▸ Job 1:
Could you swap "coastline" for "shoreline" in everything from the line containing "Target — ocean" down to the end of the records, changing nothing else and leaving the pictures out?

▸ Given text:
┌──

I am not a computer whiz.  I am a teacher and a writer and a lover of fine things and fine men.  (See that, dear hubby?)  I have spent years "making do" and getting along .............and that is what this blog is going to be about: How to Get Along on the Proverbial Shoestring, and/or Get By, By the Seat of Your Pants............because I have had so many friends who have learned something from me about this, I have decided to share the wealth and broadcast the how-to knowledge with whomever chooses to "learn."  That's you, apparently!

Let me tell you that I raised three kids, and they never went naked or hungry.  I've been married twice, owned four houses, four dogs, several cars, and have lots of wonderful friends, and the world's best husband: (all my friends would kill to have him............) I have taught language arts for the past eleven years, sold jewelry at in-home parties, worked at the mall, substituted, taught 4th grade, and done it all with a smile on my face.  And if you bought that last phrase, then I need to put some ads on this blog.

I am a fairly "normal" person.  No, I take that back. I know I am not "normal," never have been, never will be.  I think too much, do too much, talk too much, and according to my husband, (whom I shall call R, to save him from embarrassment,) I ask wayyyyyyy too many questions:  sometimes as many as three in a row without an answer for the first one.  No, I am NOT normal, which is why I am writing this blog. Who wants to read something written by "Normal?"  (I have read plenty written by "Abnormal," and I am not in love with most of that, either........I am sort of somewhere leaning towards normal, I guess. (In my dreams.)

I am exceptional.  (smile)  I am feeling my abundance, and I want to share it with the world.  I do things right. (smile)  I do my best, try my best, and even when it all doesn't turn out the way I want it to, I have given it my all.  It's called GUSTO. R calls it "passion." (God, I love that word when HE says it.)

So here's "post one".........and I promise that I will be writing about issues, ideas, fun, food, work, play, people, shopping, relationships, and all things that concern us at one time or another........(it may not concern YOU, but it concerns ME, and for that reason I feel the need to write about it.)  I will share what I know about EVERYTHING.  And I know a little bit about "everything," so get ready!

A friend told me that my writing reminds her of Owen Meany, a character in John Irving's fabulous book, A Prayer for Owen Meany, (which just happens to be one of my most favorite books,) because I write with LOTS of capital letters AND lots of parentheses.  I want my writing to READ the way I WROTE it..........so if it's in capitals, scream it in your head when you read it. If it's in parentheses,  say it softly, as an "aside," (that theatrical thing you learned about when you were forced to read Shakespeare back in high school...."aside,"........to the side.)  That way there is NO doubt (however small) about the meaning of what I am writing. (Incidentally, I love seeing a good Shakespearean play: Just so we understand each other.)

I suppose that the first readers of this new blog will be people to whom I am close enough to admit that I actually thought I have things worth telling the world.  Then I might branch out to the "public."  If you are "the public," HI!  (and if you're an old friend, just smile and think to yourself, "There she goes again," and try to keep on loving me, if you do. (and if you just tolerate me, just tolerate me some more, please.)

I am going on a two-day trip with my 31 year old daughter, M, tomorrow. (Consider it a fact-finding mission.) I will tell you about it when I get back........or not, depending on how it goes. 

Until then:  Today's calendar page from my Louise Hay tear-off-a-page-a-day calendar told me that "I am a powerful person because I choose to live in the present moment."   She's right.  I am living in the present moment.  The "powerful" part I am still working on!

└──

▸ Job 2:
Can you return everything in the blog post from "I am a fairly" down to "(In my dreams.)", copied word for word?

▸ Extracted information:
┌──

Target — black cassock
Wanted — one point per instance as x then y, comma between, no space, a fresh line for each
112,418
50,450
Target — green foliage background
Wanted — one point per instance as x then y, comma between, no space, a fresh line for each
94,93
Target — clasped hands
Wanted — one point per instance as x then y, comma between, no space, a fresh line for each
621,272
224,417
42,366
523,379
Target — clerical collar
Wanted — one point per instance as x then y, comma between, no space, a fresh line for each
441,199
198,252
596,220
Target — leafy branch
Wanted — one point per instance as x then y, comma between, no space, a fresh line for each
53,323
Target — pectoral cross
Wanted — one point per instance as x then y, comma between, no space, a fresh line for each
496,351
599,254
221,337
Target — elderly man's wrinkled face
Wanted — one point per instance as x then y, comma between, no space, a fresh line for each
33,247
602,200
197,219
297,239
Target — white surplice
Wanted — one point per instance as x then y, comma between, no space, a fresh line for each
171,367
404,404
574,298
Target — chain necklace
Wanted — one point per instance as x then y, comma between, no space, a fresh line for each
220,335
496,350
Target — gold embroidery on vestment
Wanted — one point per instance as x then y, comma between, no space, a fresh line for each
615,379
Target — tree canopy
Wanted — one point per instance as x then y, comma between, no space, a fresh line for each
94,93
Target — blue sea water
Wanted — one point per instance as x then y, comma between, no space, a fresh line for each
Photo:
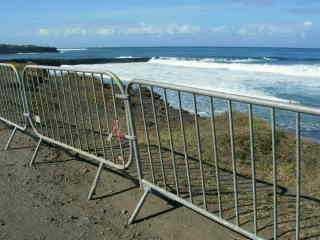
284,74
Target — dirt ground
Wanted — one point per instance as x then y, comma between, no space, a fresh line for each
49,201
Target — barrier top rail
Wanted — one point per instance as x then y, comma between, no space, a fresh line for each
88,71
233,97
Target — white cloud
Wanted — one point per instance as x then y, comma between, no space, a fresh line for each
140,29
307,24
77,31
43,32
106,31
219,29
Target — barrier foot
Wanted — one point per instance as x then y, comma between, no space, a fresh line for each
139,206
95,182
35,154
10,138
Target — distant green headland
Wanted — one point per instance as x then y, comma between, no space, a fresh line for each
12,49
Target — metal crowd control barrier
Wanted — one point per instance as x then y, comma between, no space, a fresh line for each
180,137
81,111
12,101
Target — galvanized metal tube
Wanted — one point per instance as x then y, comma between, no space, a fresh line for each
215,155
50,120
98,115
115,111
234,164
253,169
106,114
173,157
4,93
59,107
74,112
158,137
185,150
69,123
83,77
146,134
42,107
203,185
81,114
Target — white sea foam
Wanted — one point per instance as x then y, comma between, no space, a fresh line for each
62,50
239,65
263,85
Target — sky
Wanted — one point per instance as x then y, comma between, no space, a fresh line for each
97,23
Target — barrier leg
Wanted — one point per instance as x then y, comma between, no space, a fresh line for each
147,190
35,154
13,133
95,182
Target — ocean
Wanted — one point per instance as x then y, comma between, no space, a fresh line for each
284,74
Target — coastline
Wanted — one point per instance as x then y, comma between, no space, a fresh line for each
59,62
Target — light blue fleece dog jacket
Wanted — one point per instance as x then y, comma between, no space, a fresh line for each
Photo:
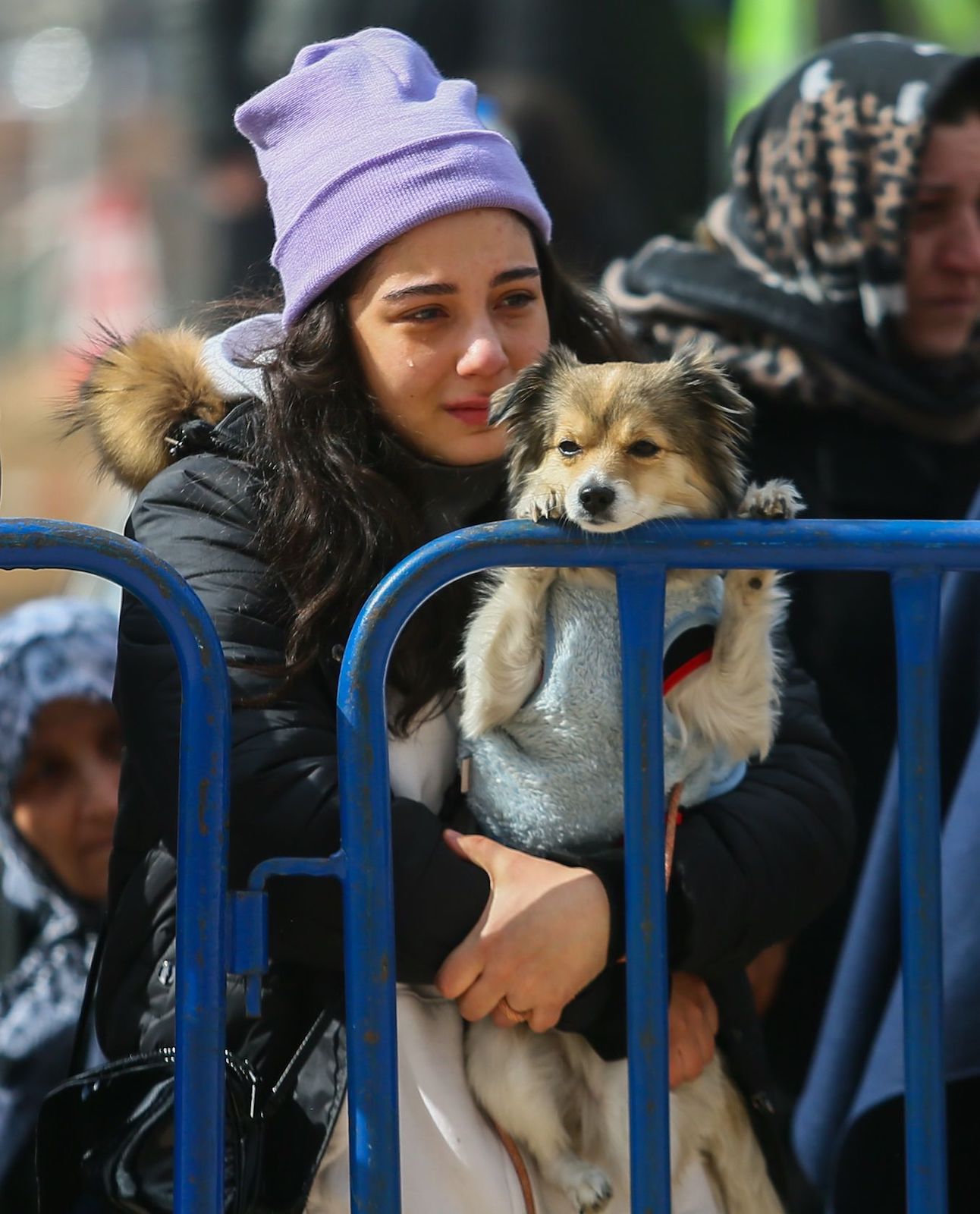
551,777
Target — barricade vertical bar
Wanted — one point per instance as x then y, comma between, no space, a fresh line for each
369,916
203,815
916,599
641,601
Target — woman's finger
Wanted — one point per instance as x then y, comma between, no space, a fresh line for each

└──

▸ Exercise output 1:
Target — ocean
Wanted — one point per instance as x then y, comma between, no space, a fresh line for each
284,74
Target — shoreline
Wanted — one point per instance as x then y, comma between, no space, a fresh line for each
59,62
Target — light blue fleece dog jacket
Wanted — one point per instance as x then y, comma between, no space, a fresh line for each
Photo:
551,777
Target — barricade vertical bar
Wanted — one point per instance as x then y, comma between, no space, a fresh line for each
369,916
203,815
916,599
641,601
Target — woman's finger
Wanted — one point per instance as x then y, comma between, no space, a fresh line for each

▸ Exercise output 2:
I am a fairly "normal" person.  No, I take that back. I know I am not "normal," never have been, never will be.  I think too much, do too much, talk too much, and according to my husband, (whom I shall call R, to save him from embarrassment,) I ask wayyyyyyy too many questions:  sometimes as many as three in a row without an answer for the first one.  No, I am NOT normal, which is why I am writing this blog. Who wants to read something written by "Normal?"  (I have read plenty written by "Abnormal," and I am not in love with most of that, either........I am sort of somewhere leaning towards normal, I guess. (In my dreams.)